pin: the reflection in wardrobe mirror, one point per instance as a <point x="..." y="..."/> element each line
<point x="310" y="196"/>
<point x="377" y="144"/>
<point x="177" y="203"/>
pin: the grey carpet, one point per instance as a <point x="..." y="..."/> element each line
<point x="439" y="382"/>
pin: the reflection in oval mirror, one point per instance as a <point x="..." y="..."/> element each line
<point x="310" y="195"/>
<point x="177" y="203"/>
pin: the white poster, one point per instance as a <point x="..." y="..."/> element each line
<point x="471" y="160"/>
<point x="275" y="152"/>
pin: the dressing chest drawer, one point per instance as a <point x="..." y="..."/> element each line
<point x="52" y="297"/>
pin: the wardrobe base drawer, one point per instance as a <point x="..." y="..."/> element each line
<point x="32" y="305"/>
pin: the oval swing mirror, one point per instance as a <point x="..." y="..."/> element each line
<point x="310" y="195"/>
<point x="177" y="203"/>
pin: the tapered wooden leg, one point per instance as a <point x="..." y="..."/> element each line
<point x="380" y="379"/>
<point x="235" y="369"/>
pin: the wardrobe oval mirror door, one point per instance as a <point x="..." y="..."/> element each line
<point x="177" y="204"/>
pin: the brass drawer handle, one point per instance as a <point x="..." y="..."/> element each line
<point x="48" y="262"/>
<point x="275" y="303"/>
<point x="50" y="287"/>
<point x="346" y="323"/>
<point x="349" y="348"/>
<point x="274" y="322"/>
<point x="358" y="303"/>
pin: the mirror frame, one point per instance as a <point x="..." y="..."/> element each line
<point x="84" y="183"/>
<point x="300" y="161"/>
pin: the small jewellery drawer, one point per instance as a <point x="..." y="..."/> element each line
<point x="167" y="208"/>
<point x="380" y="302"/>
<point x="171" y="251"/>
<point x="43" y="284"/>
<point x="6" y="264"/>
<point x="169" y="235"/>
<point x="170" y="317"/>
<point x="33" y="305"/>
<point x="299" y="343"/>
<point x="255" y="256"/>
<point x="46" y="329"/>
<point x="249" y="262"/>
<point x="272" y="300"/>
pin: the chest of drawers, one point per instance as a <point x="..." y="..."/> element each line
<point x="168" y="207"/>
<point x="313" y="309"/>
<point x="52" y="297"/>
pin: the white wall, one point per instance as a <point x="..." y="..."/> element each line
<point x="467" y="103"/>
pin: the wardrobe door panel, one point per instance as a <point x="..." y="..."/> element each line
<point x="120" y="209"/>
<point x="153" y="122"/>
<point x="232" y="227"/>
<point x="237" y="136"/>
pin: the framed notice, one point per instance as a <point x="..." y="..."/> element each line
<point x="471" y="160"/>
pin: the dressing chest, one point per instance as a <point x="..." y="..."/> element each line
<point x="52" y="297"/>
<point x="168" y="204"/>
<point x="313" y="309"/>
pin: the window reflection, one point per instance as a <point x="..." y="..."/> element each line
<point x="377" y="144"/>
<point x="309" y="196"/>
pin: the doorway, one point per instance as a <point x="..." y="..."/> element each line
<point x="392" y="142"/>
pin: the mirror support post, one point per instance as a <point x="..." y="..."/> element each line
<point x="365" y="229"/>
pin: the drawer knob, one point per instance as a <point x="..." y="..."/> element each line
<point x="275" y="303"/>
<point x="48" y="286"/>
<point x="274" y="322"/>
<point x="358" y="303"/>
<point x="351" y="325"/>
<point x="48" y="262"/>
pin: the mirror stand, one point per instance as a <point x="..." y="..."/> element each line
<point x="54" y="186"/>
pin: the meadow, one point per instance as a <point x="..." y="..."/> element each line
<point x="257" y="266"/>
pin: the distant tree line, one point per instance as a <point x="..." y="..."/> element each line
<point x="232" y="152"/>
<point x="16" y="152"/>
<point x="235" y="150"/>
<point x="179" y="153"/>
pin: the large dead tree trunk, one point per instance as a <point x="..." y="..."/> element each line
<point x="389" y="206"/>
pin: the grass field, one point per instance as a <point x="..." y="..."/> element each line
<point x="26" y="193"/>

•••••

What the task requires>
The answer must consist of all the entries, copied exactly.

Answer to this task>
pin: the reflection in wardrobe mirror, one point per instance as a <point x="..." y="..."/> element each line
<point x="310" y="196"/>
<point x="377" y="144"/>
<point x="177" y="203"/>
pin: the grey carpet, one point per instance as a <point x="..." y="..."/> element each line
<point x="439" y="382"/>
pin: the reflection in oval mirror, one point per instance as a <point x="..." y="..."/> element each line
<point x="310" y="195"/>
<point x="177" y="203"/>
pin: the white poster, one point per instance as a <point x="..." y="..."/> element each line
<point x="471" y="160"/>
<point x="275" y="152"/>
pin: the dressing chest drawer, one point per instance as a <point x="..." y="..."/> element each line
<point x="52" y="297"/>
pin: the wardrobe base drawer, one point per instance as a <point x="..." y="..."/> element each line
<point x="32" y="305"/>
pin: the oval swing mirror, one point per instance as a <point x="..." y="..."/> element each line
<point x="310" y="195"/>
<point x="177" y="203"/>
pin: the tapered wooden leg, one point per instance as a <point x="..." y="..."/> element each line
<point x="380" y="379"/>
<point x="235" y="369"/>
pin: the wardrobe oval mirror door, one point per instance as a <point x="..." y="..."/> element each line
<point x="177" y="204"/>
pin: the brass drawer handle, one point per instance as a <point x="..." y="..."/> element each line
<point x="48" y="262"/>
<point x="275" y="303"/>
<point x="50" y="287"/>
<point x="346" y="323"/>
<point x="349" y="348"/>
<point x="274" y="322"/>
<point x="358" y="303"/>
pin: the mirror frame, one point per instance as a <point x="..." y="..."/> element each line
<point x="84" y="183"/>
<point x="300" y="161"/>
pin: the small jewellery drawer, one point per instance as a <point x="..." y="..."/> element each line
<point x="167" y="208"/>
<point x="380" y="302"/>
<point x="171" y="251"/>
<point x="43" y="284"/>
<point x="6" y="264"/>
<point x="169" y="235"/>
<point x="170" y="317"/>
<point x="33" y="305"/>
<point x="299" y="343"/>
<point x="255" y="256"/>
<point x="46" y="329"/>
<point x="249" y="262"/>
<point x="272" y="300"/>
pin: the chest of drawers, one point per instance as a <point x="..." y="..."/> element each line
<point x="168" y="207"/>
<point x="313" y="309"/>
<point x="52" y="297"/>
pin: the white wall, one point per instance as a <point x="..." y="..."/> element each line
<point x="467" y="103"/>
pin: the wardrobe door panel, one point per instance as a <point x="..." y="..."/> element each line
<point x="120" y="209"/>
<point x="153" y="122"/>
<point x="232" y="227"/>
<point x="237" y="136"/>
pin: the framed notice, one point per instance as a <point x="..." y="..."/> element each line
<point x="471" y="160"/>
pin: the dressing chest, one point per instance as a <point x="..." y="..."/> element each line
<point x="52" y="297"/>
<point x="168" y="204"/>
<point x="313" y="309"/>
pin: the window reflection, one point per instance as a <point x="..." y="..."/> element each line
<point x="377" y="144"/>
<point x="309" y="196"/>
pin: the doorway, one point per instance as a <point x="..." y="..."/> element each line
<point x="392" y="142"/>
pin: the mirror support post, one point per instance as a <point x="..." y="..."/> element each line
<point x="365" y="229"/>
pin: the drawer knob, one point per instance as a <point x="..." y="..."/> element each line
<point x="275" y="303"/>
<point x="48" y="286"/>
<point x="274" y="322"/>
<point x="358" y="303"/>
<point x="351" y="325"/>
<point x="48" y="262"/>
pin: the mirror stand, one point per instance as a <point x="..." y="..."/> element each line
<point x="54" y="186"/>
pin: the meadow, one point per instance as a <point x="..." y="..."/> element each line
<point x="257" y="266"/>
pin: the distant tree line, one point per instance as a <point x="..." y="..."/> element each line
<point x="232" y="152"/>
<point x="16" y="152"/>
<point x="235" y="150"/>
<point x="179" y="153"/>
pin: the large dead tree trunk, one point per instance as a <point x="..." y="..."/> element each line
<point x="389" y="206"/>
pin: the grass field, one point per instance as a <point x="..." y="..."/> element each line
<point x="26" y="193"/>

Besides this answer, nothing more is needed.